The task —
Rewrite the items below as a numbered list, from the line that contains "the metal fence" down to the line that contains "[186,0,239,33]", both included. Leave out blank lines.

Extracted data —

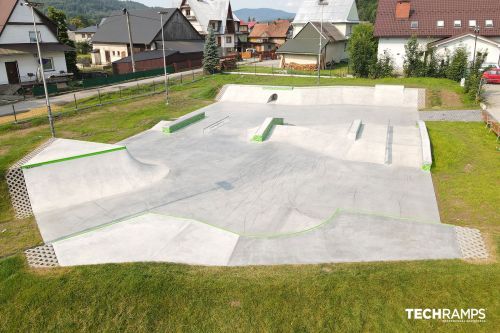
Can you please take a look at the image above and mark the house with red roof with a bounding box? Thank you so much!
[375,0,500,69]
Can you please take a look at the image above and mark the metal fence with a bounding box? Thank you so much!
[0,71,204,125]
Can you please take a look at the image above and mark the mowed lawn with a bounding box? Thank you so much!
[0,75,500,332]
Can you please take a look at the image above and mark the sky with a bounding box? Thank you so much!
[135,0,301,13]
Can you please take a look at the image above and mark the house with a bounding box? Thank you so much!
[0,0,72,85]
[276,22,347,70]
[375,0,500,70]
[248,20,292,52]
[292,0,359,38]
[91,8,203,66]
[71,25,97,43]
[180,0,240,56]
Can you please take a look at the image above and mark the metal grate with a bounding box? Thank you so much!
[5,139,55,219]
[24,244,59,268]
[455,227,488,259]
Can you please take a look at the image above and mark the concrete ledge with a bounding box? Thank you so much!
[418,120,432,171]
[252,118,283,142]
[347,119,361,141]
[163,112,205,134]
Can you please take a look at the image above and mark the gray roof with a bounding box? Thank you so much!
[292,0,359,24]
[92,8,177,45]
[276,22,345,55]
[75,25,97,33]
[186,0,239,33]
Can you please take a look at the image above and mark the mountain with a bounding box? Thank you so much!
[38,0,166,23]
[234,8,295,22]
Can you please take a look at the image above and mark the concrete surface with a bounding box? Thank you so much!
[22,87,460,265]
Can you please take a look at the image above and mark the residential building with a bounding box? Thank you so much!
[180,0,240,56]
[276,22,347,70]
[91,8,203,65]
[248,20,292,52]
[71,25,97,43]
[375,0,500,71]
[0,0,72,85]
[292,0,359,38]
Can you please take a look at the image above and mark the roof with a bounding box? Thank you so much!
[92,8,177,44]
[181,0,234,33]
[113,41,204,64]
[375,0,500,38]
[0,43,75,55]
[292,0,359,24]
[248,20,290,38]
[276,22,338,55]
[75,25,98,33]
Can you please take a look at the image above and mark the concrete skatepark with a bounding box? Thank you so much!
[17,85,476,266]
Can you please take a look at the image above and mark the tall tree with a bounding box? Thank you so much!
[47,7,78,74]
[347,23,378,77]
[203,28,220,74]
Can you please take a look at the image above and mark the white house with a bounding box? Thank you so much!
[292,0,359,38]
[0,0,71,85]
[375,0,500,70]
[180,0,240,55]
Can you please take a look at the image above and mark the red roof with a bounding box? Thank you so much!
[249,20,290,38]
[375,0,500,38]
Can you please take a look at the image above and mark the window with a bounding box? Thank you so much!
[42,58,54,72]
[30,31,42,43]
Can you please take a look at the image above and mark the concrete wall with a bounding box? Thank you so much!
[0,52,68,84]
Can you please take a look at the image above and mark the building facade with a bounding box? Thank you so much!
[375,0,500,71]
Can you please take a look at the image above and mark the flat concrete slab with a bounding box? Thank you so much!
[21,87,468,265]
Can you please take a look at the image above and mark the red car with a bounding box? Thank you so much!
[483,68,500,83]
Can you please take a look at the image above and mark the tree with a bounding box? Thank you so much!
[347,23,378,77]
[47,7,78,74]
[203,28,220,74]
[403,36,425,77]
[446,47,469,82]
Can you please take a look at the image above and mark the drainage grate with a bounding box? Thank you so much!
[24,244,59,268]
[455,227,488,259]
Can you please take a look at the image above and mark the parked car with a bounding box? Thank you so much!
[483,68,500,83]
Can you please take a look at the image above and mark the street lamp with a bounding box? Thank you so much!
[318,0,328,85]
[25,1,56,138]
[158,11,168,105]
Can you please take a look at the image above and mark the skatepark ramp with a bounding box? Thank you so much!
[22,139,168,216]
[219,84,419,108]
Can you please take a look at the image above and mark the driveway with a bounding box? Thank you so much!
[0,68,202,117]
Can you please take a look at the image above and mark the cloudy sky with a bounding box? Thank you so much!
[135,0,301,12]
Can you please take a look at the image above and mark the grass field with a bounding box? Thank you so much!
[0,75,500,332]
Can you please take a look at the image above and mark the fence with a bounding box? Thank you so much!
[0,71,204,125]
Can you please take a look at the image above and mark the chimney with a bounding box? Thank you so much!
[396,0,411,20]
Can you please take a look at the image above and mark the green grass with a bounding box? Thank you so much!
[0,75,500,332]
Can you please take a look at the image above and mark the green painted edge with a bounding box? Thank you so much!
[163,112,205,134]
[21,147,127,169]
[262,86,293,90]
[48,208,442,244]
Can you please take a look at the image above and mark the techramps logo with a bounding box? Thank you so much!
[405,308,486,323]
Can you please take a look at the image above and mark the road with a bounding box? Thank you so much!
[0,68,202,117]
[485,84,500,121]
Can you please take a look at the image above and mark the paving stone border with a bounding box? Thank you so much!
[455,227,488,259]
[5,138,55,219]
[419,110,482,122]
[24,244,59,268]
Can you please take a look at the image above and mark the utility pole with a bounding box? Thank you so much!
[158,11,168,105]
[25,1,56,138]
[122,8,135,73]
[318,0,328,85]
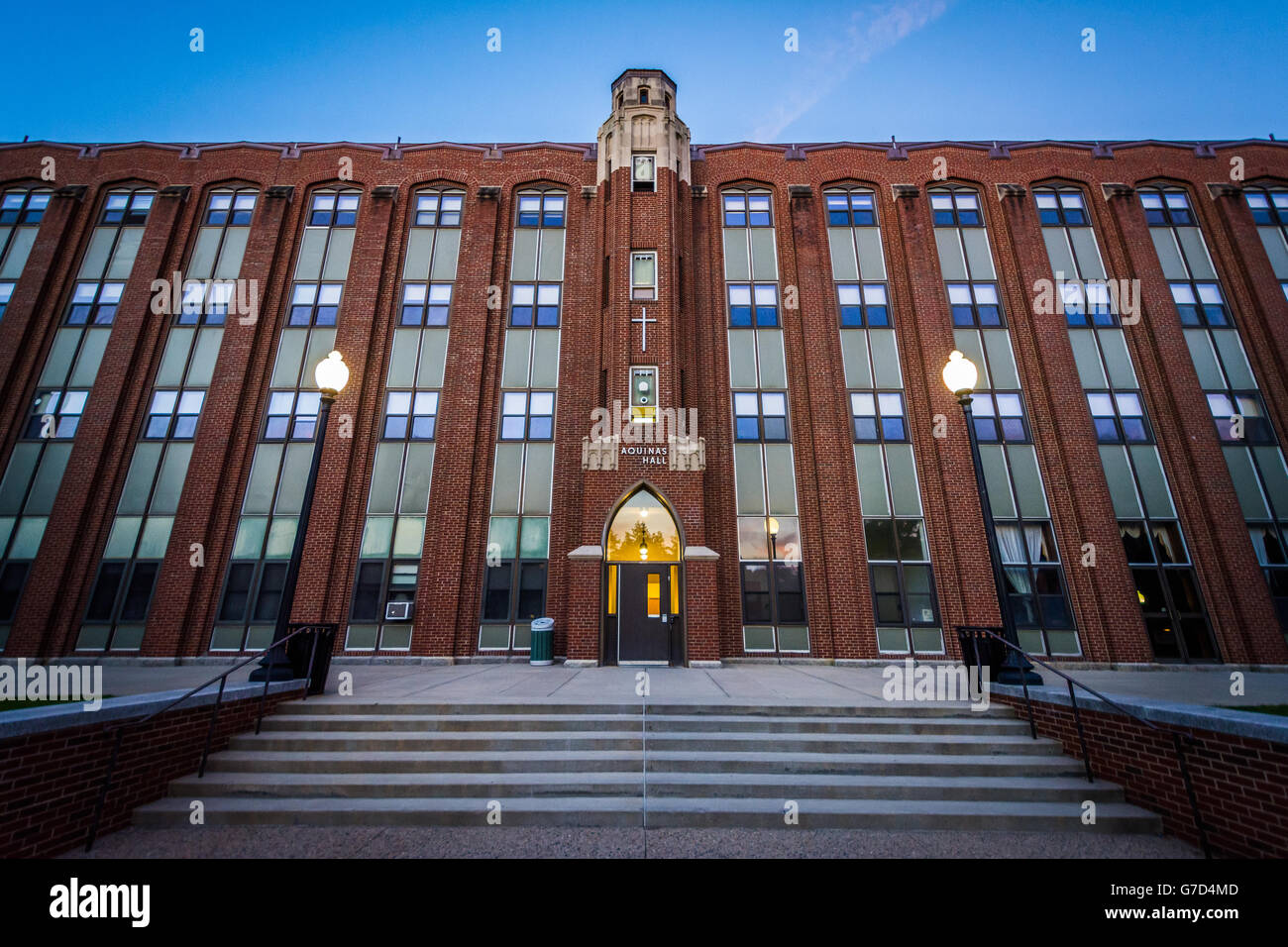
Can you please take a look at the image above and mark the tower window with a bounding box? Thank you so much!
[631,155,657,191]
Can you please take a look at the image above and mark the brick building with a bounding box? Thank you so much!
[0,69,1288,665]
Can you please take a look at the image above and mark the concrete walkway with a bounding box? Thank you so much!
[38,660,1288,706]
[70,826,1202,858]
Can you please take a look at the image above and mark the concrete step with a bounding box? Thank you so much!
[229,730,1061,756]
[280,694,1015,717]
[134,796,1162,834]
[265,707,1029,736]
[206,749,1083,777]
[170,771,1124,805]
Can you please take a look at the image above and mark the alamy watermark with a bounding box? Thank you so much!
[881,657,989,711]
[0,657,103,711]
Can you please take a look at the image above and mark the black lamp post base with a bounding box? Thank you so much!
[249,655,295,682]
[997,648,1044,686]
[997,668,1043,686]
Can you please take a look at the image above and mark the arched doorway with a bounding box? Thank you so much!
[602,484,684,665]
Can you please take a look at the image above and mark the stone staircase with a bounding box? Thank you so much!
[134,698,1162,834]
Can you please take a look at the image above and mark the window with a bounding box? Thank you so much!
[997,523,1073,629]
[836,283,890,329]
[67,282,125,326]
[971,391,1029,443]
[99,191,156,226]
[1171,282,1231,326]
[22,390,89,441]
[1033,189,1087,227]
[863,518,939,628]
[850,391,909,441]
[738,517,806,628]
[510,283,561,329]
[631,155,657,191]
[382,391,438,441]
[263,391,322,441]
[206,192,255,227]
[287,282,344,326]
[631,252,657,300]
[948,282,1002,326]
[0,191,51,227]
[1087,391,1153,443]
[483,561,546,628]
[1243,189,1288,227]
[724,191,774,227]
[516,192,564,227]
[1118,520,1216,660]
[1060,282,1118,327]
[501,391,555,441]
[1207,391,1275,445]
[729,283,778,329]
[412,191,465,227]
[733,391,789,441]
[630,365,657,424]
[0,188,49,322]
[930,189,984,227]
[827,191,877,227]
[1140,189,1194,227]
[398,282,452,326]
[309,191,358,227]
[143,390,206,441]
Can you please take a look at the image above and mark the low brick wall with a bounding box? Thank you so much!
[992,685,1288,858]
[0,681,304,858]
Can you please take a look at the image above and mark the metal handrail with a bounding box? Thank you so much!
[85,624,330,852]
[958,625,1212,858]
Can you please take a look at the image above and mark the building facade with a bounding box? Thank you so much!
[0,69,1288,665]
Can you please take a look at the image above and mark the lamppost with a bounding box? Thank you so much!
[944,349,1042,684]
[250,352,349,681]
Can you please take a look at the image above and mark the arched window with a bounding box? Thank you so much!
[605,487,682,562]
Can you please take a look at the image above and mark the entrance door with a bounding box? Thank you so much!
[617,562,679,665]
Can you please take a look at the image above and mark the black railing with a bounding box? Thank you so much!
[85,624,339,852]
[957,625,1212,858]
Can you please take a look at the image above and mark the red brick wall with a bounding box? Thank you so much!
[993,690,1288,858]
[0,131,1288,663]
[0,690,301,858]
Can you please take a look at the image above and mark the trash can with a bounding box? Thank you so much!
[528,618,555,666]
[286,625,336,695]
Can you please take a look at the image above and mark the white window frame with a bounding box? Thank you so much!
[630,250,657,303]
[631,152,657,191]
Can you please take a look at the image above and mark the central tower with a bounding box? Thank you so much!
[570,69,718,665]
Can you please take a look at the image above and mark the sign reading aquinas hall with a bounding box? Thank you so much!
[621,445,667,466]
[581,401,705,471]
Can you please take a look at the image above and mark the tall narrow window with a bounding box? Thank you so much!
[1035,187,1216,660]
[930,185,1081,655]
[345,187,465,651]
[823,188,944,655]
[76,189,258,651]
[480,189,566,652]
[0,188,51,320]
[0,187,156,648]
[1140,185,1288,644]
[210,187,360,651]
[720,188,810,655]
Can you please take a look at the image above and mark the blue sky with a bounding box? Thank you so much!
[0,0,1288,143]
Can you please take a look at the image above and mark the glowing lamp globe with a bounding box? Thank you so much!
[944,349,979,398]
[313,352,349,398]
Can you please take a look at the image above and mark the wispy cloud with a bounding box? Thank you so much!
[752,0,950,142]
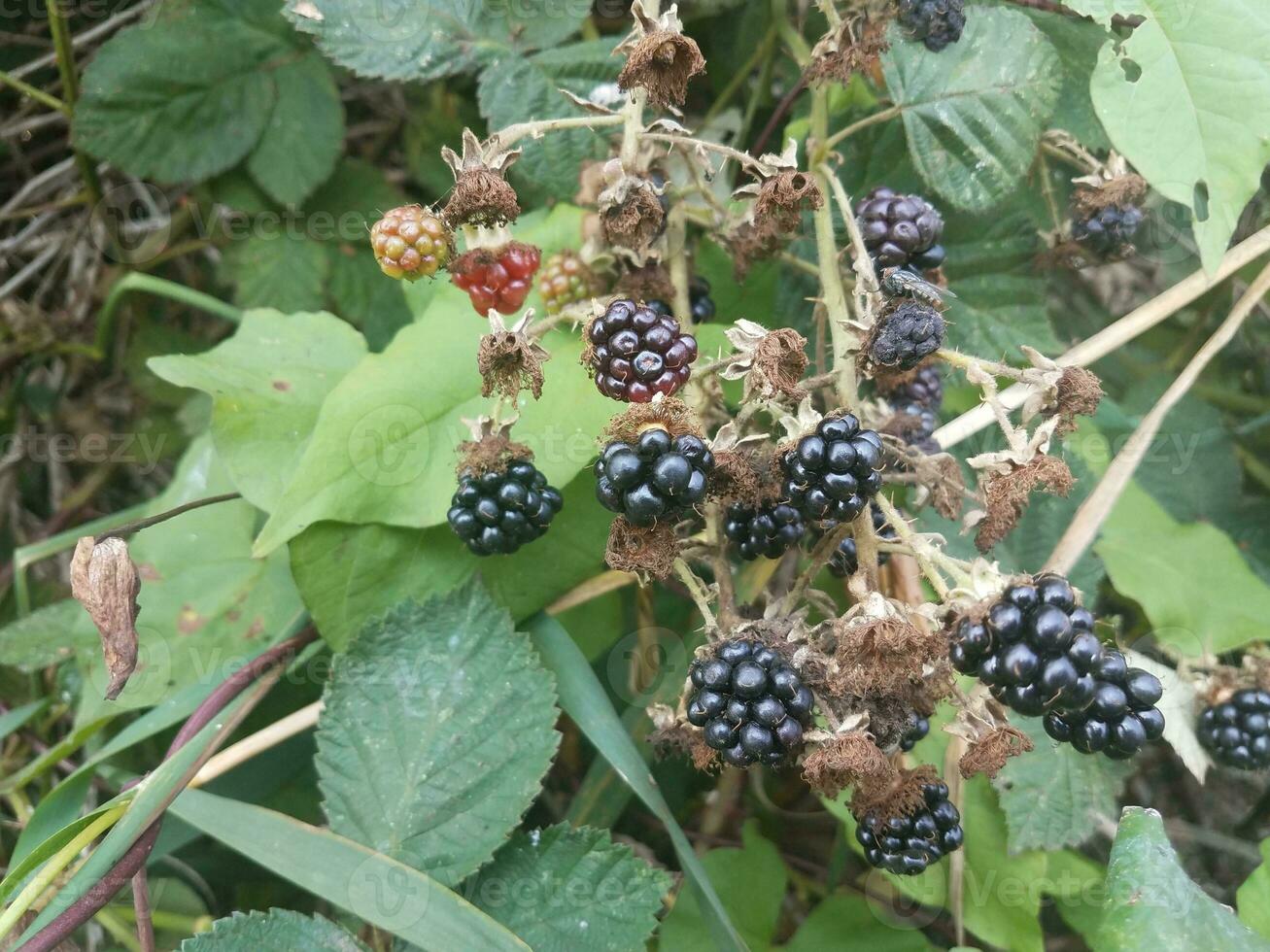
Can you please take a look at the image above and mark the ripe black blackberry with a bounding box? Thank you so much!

Finished task —
1. Can you please take a look at the image above and mark the metal fence with a bounding box? Thank you so much!
2. [0,71,204,125]
3. Can you please take a look at the image above and mark the mowed lawn with a bounding box? Thank you so much!
4. [0,75,500,332]
5. Can you please take a look at the image above and mark the sky with a bounding box? Thank you so much!
6. [135,0,301,13]
7. Can you please take a look at the image above and mark the house with a bounding box? Thank you so much!
8. [0,0,72,85]
9. [276,22,347,70]
10. [375,0,500,70]
11. [248,20,292,52]
12. [292,0,359,38]
13. [91,8,203,66]
14. [71,25,97,43]
15. [180,0,240,56]
16. Can you please take a look at the image above and mark the metal grate with a bounding box? Thank you so much!
17. [5,139,55,219]
18. [24,244,59,268]
19. [455,227,488,259]
20. Can you please take a look at the image above and mark the concrete ledge with a bounding box? Thank you so much!
21. [418,120,432,171]
22. [252,118,283,142]
23. [347,119,361,141]
24. [163,112,205,134]
25. Can you please take a look at the image above and mark the gray roof with a bounding box? Thank you so much!
26. [292,0,359,24]
27. [92,8,177,45]
28. [276,22,345,55]
29. [75,25,97,33]
30. [186,0,239,33]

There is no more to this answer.